Problem statement =
Reproduce every one of the records below word for word, in their original order.
[start]
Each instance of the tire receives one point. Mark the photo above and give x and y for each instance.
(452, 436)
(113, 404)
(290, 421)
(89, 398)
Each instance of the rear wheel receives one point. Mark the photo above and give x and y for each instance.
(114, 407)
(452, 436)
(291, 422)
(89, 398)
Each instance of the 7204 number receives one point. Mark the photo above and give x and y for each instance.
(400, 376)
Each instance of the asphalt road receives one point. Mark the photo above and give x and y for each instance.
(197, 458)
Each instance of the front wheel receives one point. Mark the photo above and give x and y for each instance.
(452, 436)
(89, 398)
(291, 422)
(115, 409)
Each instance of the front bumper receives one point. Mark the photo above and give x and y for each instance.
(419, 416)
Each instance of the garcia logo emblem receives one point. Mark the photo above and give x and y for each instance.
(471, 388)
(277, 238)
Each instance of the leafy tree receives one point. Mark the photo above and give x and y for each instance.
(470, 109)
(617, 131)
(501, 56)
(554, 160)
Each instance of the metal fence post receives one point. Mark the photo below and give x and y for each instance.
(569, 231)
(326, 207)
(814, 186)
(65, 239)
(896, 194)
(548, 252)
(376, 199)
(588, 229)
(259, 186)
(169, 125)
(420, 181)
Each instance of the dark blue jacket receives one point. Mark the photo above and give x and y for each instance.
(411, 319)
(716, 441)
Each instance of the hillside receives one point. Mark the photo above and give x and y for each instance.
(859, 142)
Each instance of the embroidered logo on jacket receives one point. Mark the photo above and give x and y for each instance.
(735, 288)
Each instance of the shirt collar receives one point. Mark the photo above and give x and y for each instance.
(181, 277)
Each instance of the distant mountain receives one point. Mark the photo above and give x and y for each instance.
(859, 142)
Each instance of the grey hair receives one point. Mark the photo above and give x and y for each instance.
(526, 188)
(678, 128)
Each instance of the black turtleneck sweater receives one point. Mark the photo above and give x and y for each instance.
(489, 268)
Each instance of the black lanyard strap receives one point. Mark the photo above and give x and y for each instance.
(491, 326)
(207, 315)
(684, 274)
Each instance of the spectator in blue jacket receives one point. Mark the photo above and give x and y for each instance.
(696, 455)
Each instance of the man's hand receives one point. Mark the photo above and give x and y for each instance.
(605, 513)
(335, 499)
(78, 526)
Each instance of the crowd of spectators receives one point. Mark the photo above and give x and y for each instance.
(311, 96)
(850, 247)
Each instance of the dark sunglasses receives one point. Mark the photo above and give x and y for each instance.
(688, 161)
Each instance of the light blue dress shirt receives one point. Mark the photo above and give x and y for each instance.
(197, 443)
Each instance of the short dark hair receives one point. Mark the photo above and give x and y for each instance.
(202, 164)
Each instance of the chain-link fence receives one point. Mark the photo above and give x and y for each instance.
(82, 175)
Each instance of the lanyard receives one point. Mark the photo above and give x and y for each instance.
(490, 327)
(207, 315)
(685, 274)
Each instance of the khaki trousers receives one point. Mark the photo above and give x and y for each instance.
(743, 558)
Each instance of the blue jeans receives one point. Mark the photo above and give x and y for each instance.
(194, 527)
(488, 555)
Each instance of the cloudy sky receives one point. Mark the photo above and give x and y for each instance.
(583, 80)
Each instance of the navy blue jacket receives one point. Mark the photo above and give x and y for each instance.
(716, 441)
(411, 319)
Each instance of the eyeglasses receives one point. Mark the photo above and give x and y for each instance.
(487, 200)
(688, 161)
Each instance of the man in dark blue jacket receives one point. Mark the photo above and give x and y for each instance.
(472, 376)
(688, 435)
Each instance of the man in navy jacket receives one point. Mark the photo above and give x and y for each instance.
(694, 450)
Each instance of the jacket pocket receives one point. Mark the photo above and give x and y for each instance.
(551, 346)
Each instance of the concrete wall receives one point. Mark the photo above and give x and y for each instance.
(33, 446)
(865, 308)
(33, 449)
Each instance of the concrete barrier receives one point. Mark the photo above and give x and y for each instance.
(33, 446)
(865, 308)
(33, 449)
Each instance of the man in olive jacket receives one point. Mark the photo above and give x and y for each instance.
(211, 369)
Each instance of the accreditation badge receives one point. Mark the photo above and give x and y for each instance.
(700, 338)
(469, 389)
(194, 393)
[end]
Response =
Each instance of the tire receives one point. Mark the photo above and give x and y for each instance.
(452, 436)
(113, 404)
(290, 421)
(89, 398)
Each instance of the rear wheel receives one point. Mark the photo above and give x and y for each instance.
(114, 407)
(452, 436)
(291, 422)
(89, 398)
Each instance of the 7204 number receives one point. Mark the photo above and give x and y for each instance.
(400, 376)
Each instance of the asphalt road receives one point. Mark the photo above and give x and y for each instance.
(197, 458)
Each instance of the front wheel receives one point. Mark the photo above and give x and y for each instance.
(452, 436)
(89, 398)
(291, 422)
(115, 409)
Each instance of the front bumper receives one point. Mark the photo above and give x and y for each instance.
(419, 416)
Each instance of the garcia logo emblem receives one point. Mark the photo above and give x and y for each instance.
(471, 388)
(277, 238)
Each instance of the leafy tree receives one point. Mark the photo above and give x and y for each instance.
(470, 109)
(617, 131)
(501, 56)
(554, 160)
Each instance of the metal fence post receives one point. Mark the photo below and give x and y for each instance.
(569, 231)
(326, 207)
(814, 186)
(65, 239)
(896, 194)
(548, 252)
(376, 199)
(588, 229)
(259, 186)
(169, 125)
(420, 181)
Each instance of the dark blue jacket receives one point. Mark the photo above and give x and y for each instance.
(411, 319)
(716, 441)
Each instance of the hillside receives one point. Mark the photo above and give x and y for each instance.
(859, 142)
Each instance of the embroidered logo on jacket receives one point. Mark the photo above and give x and y for each instance.
(735, 288)
Each instance of the shirt collar receives one point. Mark the photo above and give x and y for each instance.
(181, 277)
Each instance of the distant mountain receives one point. Mark the photo above and give x and y for each instance.
(859, 142)
Each instance of the grey hair receives one point. Mark the photo above and give x and y for each instance.
(526, 188)
(678, 128)
Each instance of the black turtleneck sweater receives one point. Mark the photo above and give x and y for each instance.
(489, 268)
Each instance of the black lanyard strap receives one point. Mark the photo above and give x and y for each instance.
(491, 326)
(207, 315)
(684, 274)
Each instance of the spectator in blue jacket receives one point. Mark the photo above and give x and y for each instance.
(696, 455)
Each instance of the man's hand receives one point. Mark the photo above and give x and y for each instance.
(605, 513)
(335, 499)
(78, 526)
Each instance of the crowd of spectators receives one point. Mark the photo above and give x and y for each instance.
(311, 96)
(850, 247)
Each instance of the dark sunglasses receives one point. Mark the photo above and give x and y for each instance.
(688, 161)
Each instance of the light blue dress shirt receives one point. Mark the photo above and give x and y for each instance.
(197, 443)
Each instance of the short dark hair receives one point. Mark the photo above and give x and y for each instance.
(202, 164)
Each instance of the chain-link fence receives one point. Mark the photo above and give x and y for each instance.
(82, 175)
Each instance of the lanyard receives one point. Mark the photo above and give x and y for each instance.
(490, 327)
(207, 315)
(685, 274)
Each instance of the khaki trousers receives one point. Mark the photo above and give x and y for each instance.
(743, 558)
Each instance of the blue jeans receives one point. Mark the photo above and give x and y for each instance.
(194, 527)
(488, 555)
Each instance of the cloudy sky receives one point. Mark the photo above and give x and y for each instance.
(583, 80)
Each instance of the navy blue jacket receives one point. Mark the photo above and give x and y for each instance.
(716, 441)
(411, 319)
Each instance of the eyeglasses receives one point. Mark the photo above and give x and y for each instance.
(487, 200)
(688, 161)
Each instance of the man in dark blue jacket receives one point. Mark the photo above and give x and y for each instance.
(472, 376)
(688, 435)
Each instance of the man in navy jacket receives one point. Mark the photo above and give x and y for each instance.
(694, 450)
Each instance of the jacket pocket receives one point. Mark the photo above and give x and y for each instance.
(551, 346)
Each instance of the concrete wall receives one point. Mark the photo above and give x and y for each instance.
(33, 446)
(865, 308)
(33, 449)
Each instance of the concrete barrier receives one point. Mark the photo above and give x and y for each instance.
(33, 446)
(865, 308)
(33, 449)
Each instance of the man in olive jacket receives one point. Mark the photo above and give x and y for each instance.
(211, 369)
Each instance of the accreditation badge receives one point. Mark the photo above and give x and y for each instance.
(700, 338)
(469, 389)
(194, 393)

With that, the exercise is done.